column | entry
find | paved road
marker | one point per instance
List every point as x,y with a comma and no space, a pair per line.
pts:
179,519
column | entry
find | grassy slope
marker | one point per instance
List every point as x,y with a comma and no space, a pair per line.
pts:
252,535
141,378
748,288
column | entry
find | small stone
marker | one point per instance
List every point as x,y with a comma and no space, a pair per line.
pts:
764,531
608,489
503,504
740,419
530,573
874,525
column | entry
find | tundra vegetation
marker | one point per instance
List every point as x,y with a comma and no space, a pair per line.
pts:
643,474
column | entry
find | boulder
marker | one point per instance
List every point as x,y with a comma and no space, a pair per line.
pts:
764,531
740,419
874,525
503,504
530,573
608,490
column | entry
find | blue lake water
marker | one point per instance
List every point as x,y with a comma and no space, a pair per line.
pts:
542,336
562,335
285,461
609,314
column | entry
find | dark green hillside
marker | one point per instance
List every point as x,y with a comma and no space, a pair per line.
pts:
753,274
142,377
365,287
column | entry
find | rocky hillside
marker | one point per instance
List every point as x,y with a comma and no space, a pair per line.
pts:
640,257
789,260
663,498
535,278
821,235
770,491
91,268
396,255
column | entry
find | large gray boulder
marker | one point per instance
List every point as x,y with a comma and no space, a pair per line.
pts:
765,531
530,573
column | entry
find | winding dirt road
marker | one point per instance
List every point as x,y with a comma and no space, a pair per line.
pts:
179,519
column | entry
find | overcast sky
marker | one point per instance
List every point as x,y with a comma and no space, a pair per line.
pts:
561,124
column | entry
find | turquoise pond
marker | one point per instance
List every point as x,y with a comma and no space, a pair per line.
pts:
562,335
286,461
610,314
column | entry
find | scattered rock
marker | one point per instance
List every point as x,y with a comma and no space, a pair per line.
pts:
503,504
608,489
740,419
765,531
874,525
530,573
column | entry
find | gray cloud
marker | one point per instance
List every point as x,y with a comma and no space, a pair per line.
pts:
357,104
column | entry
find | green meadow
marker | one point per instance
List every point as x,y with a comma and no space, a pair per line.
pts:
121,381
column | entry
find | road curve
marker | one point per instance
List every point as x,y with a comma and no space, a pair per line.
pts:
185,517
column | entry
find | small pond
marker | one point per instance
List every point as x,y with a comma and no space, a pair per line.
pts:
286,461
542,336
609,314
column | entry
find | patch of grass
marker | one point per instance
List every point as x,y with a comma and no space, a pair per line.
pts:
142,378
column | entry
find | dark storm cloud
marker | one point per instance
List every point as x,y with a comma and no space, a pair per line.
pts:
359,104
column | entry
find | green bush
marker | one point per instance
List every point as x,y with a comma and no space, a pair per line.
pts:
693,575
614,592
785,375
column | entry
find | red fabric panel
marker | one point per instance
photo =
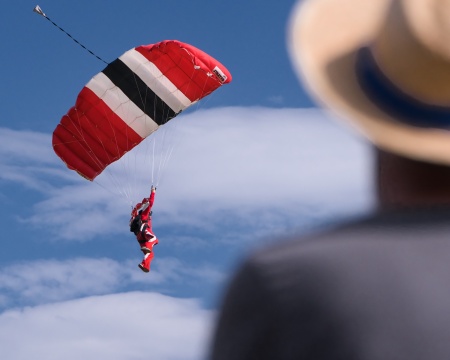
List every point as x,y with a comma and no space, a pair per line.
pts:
91,136
176,61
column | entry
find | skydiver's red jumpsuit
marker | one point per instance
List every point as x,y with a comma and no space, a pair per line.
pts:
144,235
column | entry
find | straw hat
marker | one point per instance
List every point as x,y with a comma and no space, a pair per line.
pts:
382,65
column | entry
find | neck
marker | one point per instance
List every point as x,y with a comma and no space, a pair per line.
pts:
406,183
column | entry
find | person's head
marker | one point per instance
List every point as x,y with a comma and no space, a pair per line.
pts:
383,66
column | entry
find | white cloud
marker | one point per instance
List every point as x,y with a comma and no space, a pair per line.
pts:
245,164
129,326
48,281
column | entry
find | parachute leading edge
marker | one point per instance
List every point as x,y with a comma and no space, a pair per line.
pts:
126,102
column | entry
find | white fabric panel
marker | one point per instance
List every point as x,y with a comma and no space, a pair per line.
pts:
118,102
155,80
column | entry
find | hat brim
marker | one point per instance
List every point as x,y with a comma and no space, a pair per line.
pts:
324,37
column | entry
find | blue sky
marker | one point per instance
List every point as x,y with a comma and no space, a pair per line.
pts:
253,163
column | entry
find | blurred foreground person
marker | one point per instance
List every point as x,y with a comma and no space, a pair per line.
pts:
379,288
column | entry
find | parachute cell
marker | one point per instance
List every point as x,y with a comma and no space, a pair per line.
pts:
126,102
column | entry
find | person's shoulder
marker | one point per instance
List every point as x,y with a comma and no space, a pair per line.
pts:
365,233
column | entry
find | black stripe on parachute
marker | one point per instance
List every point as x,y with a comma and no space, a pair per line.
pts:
138,92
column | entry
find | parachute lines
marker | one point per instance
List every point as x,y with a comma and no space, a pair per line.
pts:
39,11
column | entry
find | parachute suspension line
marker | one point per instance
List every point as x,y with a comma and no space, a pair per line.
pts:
39,11
153,162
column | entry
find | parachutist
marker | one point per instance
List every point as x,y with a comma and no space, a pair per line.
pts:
141,226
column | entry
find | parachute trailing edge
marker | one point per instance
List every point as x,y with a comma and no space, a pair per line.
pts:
126,102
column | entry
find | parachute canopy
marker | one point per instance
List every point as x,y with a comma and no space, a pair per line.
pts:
126,102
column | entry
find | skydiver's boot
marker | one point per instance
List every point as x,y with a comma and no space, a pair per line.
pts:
145,264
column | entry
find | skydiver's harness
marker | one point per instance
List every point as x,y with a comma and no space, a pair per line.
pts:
137,225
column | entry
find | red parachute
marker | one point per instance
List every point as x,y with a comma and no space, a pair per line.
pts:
126,102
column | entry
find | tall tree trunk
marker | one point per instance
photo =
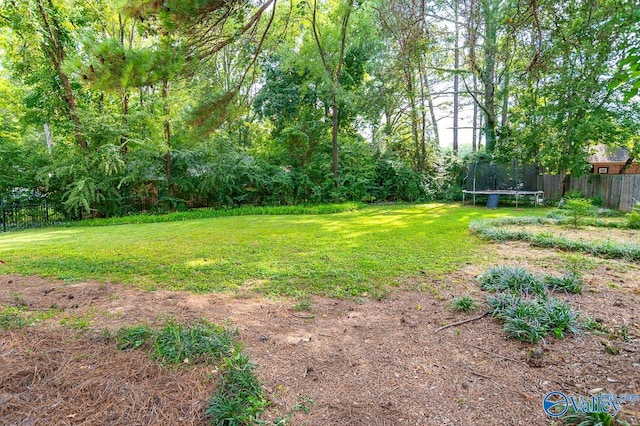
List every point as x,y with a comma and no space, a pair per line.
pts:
334,75
504,114
166,125
414,117
124,137
52,45
474,137
48,137
488,75
456,78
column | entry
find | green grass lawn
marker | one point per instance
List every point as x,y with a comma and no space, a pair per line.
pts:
343,254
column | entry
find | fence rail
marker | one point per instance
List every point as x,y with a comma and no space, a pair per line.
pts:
618,191
21,215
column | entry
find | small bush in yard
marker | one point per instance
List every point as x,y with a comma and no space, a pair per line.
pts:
578,208
633,220
522,302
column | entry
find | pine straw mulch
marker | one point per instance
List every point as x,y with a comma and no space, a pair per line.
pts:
362,362
62,377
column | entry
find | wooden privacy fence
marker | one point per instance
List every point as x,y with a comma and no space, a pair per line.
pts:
618,191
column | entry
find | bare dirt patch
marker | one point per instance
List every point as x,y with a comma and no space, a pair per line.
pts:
361,362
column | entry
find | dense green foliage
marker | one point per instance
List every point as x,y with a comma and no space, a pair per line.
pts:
113,107
356,253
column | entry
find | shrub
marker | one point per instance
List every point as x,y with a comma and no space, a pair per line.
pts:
513,279
633,220
521,301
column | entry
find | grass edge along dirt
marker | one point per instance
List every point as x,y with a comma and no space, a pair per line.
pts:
491,230
207,213
240,397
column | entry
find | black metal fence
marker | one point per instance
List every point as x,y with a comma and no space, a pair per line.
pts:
31,214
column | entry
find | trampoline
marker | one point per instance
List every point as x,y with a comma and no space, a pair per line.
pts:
485,177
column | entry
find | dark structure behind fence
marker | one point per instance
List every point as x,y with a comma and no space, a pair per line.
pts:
30,214
617,191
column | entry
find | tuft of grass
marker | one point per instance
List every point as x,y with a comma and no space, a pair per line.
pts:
513,279
240,397
198,342
633,220
304,303
522,302
609,249
12,318
133,337
569,283
343,255
464,304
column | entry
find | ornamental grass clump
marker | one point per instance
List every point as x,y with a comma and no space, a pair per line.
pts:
522,301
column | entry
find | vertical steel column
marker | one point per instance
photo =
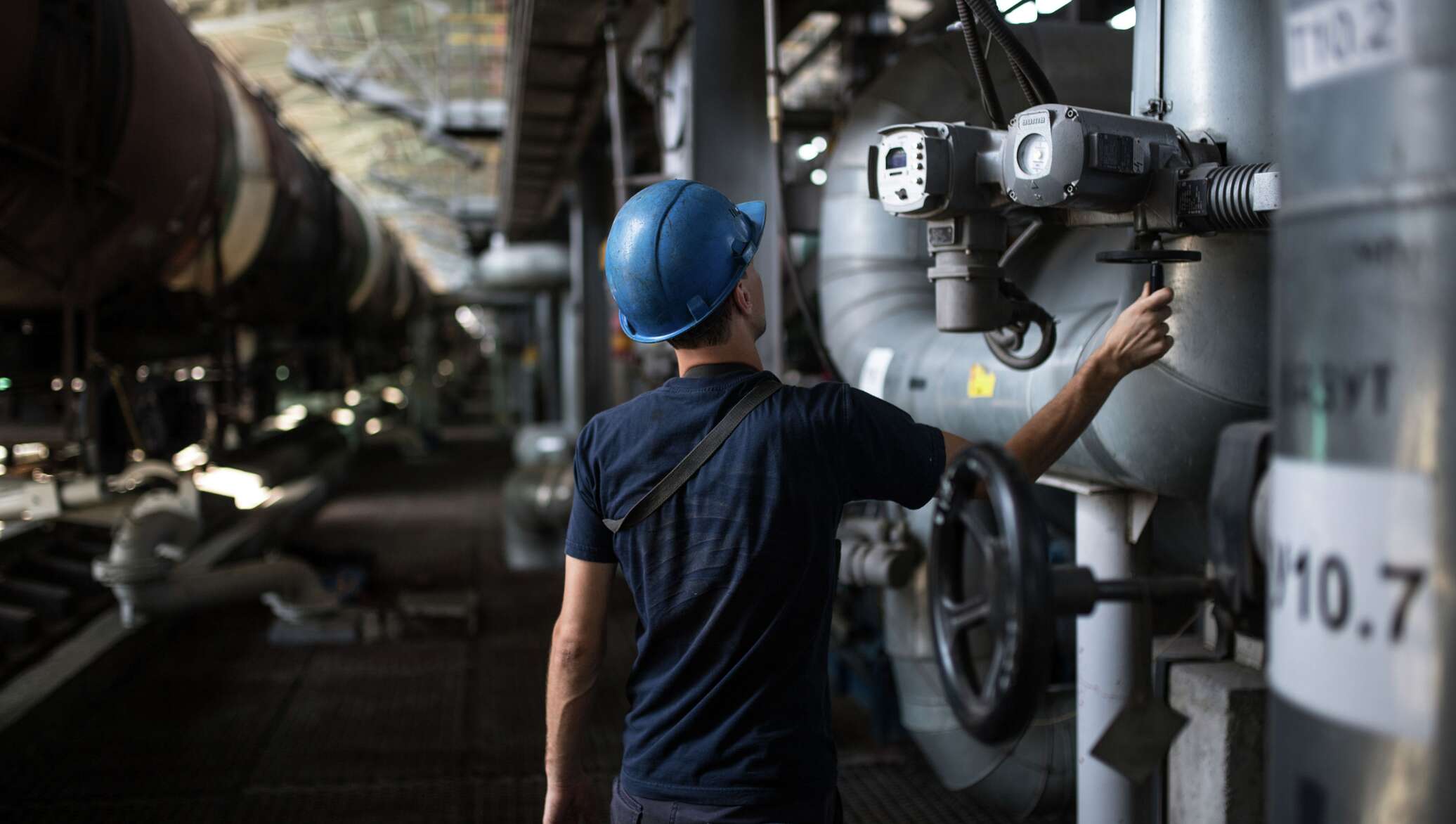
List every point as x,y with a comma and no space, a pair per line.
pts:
619,153
1111,647
730,136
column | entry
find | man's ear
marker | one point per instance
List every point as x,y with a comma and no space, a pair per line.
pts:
743,297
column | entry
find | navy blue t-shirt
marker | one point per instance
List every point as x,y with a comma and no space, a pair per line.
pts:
736,574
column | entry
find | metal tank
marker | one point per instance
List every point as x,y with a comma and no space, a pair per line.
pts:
1159,430
130,156
1363,557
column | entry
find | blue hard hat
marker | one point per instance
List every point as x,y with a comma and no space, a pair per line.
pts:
675,254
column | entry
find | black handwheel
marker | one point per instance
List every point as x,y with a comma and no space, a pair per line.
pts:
990,602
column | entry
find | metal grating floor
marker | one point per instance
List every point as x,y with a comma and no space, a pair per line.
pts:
210,723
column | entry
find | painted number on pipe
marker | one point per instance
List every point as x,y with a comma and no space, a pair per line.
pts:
1337,38
1353,631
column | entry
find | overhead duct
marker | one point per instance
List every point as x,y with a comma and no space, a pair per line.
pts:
1159,430
131,156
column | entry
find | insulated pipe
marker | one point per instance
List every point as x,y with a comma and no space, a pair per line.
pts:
130,155
289,587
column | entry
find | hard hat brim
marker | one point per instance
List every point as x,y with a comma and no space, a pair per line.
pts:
756,213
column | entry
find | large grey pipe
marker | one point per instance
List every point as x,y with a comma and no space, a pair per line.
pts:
1158,431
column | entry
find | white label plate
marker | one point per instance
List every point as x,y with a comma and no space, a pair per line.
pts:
877,366
1353,631
1339,38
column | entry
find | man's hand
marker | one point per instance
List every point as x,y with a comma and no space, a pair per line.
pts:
576,655
570,801
1140,334
1138,338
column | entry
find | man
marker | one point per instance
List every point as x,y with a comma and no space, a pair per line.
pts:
733,575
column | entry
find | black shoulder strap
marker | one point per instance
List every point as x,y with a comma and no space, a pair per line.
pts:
689,466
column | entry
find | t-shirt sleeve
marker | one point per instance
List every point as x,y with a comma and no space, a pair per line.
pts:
888,456
587,538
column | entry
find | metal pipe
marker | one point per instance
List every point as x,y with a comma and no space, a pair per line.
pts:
1110,647
188,179
289,587
619,155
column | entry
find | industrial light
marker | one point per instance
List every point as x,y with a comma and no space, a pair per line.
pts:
290,418
190,458
1024,13
31,451
245,488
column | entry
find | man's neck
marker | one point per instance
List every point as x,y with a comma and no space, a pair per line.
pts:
736,352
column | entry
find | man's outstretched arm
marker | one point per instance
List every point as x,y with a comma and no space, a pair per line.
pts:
1136,340
576,657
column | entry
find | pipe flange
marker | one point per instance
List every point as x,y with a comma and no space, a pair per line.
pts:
136,571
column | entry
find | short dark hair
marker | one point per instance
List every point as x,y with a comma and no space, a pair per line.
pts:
711,331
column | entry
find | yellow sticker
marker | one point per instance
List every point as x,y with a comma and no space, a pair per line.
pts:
982,382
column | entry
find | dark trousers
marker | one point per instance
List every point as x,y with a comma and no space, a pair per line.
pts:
632,810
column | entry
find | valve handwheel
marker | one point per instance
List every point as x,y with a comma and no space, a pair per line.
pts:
990,602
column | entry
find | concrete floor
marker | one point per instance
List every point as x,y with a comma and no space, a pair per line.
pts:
201,719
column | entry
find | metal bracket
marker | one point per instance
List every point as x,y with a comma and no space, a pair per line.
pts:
1158,108
1139,511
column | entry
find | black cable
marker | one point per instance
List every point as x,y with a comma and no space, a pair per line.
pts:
1041,91
983,77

_SHORT PROBLEM_.
Count the lines that contain the word "panel" and give only the number.

_EXERCISE ANSWER_.
2